▶ _TEXT FOR ANALYSIS_:

By Victoria Laza
A team of students and researchers at the University of Michigan has created an app that serves as a pocket guide for Great Lakes animal species at the region’s parks, museums and zoos.
The Animal Diversity Web is an online database largely run by U-M students. It includes an encyclopedia of the natural history of the region’s animals.
The Animal Diversity Web Pocket Guide app is an attempt to use the expansive database in an innovative way.
The team worked with staff at each location to develop unique content for the app, said business director Tanya Dewey. It reports the kind of species people might see in the Great Lakes region and their locations. It also includes contact info for the locations and a “trail” that the Animal Diversity Web staff created in collaboration with the staff at each location.
Users can go to the location and follow markers used to gain more information from the app.
One of the location guides in the app is at the University of Michigan’s Museum of Natural History. Kira Berman, the education director at the museum, says that the collaboration process was very involved.

▶ _RECORDS SHOWN_:
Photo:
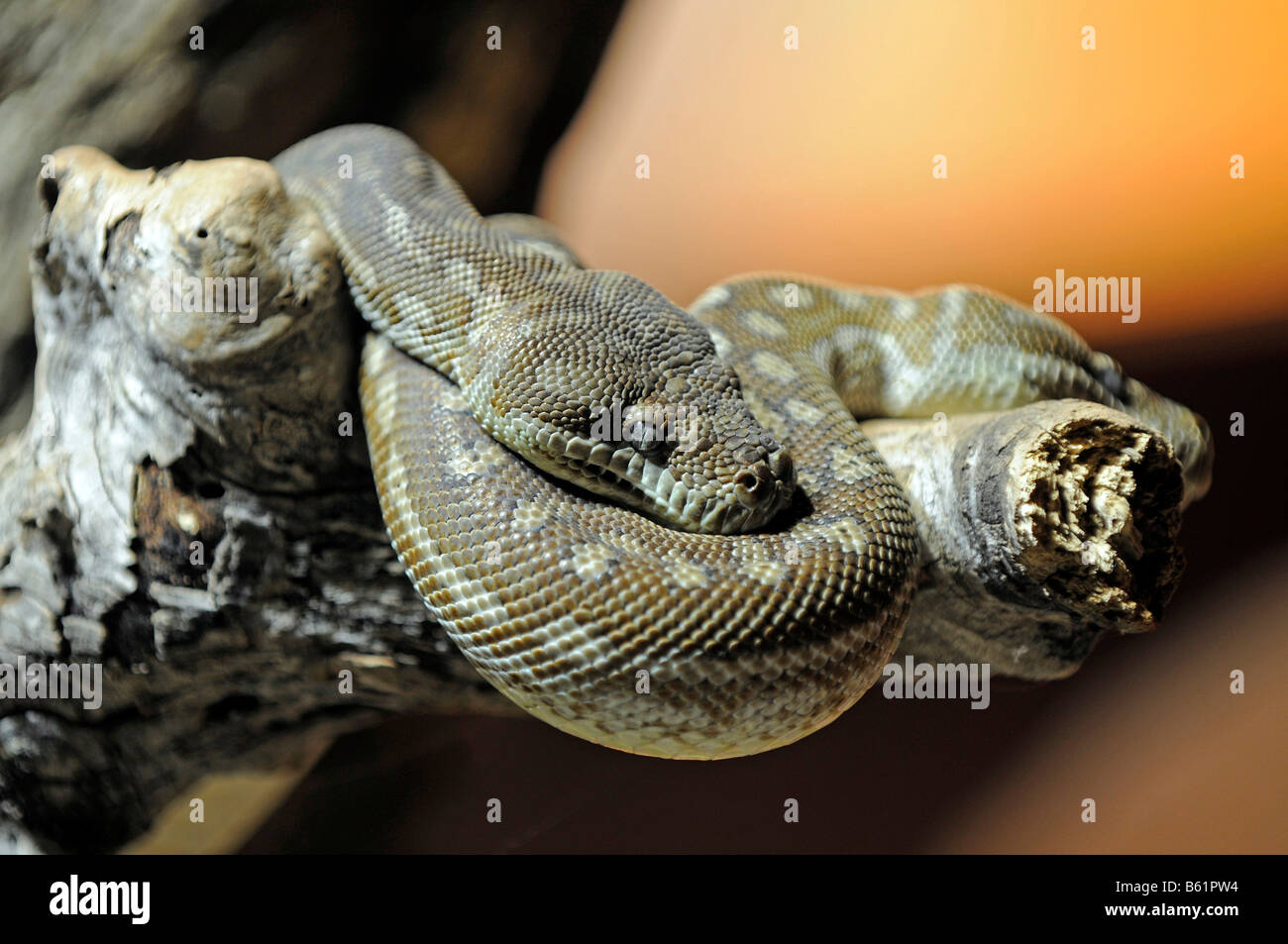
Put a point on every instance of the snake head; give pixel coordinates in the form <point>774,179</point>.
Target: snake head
<point>622,393</point>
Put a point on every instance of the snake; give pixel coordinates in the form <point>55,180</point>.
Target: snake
<point>660,530</point>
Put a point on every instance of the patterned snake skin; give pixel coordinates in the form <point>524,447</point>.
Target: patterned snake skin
<point>655,622</point>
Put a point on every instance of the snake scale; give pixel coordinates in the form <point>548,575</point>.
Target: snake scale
<point>655,528</point>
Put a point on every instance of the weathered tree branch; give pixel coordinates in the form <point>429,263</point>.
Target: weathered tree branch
<point>191,507</point>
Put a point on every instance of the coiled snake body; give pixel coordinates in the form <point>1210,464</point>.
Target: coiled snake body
<point>750,576</point>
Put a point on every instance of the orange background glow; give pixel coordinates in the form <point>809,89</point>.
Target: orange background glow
<point>818,161</point>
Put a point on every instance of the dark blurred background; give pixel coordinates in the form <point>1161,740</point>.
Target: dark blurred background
<point>751,171</point>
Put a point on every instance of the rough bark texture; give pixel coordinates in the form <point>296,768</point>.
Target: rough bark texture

▶ _COMPLETE THE FOLLOWING_:
[A] In the article on the Great Lakes species app, what explains why the app's content is specific to each location? Answer in one to three sentences.
[B] Answer these questions on the article about the Great Lakes species app:
(i) Who largely runs the Animal Diversity Web?
(ii) What is Tanya Dewey's role?
(iii) What position does Kira Berman hold, and where?
[C] Set down the part of the article on the Great Lakes species app starting with "The Animal Diversity Web is" and going on through "an innovative way.".
The data play no role in this work.

▶ _ANSWERS GIVEN_:
[A] The team worked with staff at each location to develop unique content for the app. The "trail" for each location was also created by the Animal Diversity Web staff together with that location's staff.

[B]
(i) U-M students.
(ii) Business director.
(iii) Education director at the University of Michigan's Museum of Natural History.

[C]
The Animal Diversity Web is an online database largely run by U-M students. It includes an encyclopedia of the natural history of the region’s animals.
The Animal Diversity Web Pocket Guide app is an attempt to use the expansive database in an innovative way.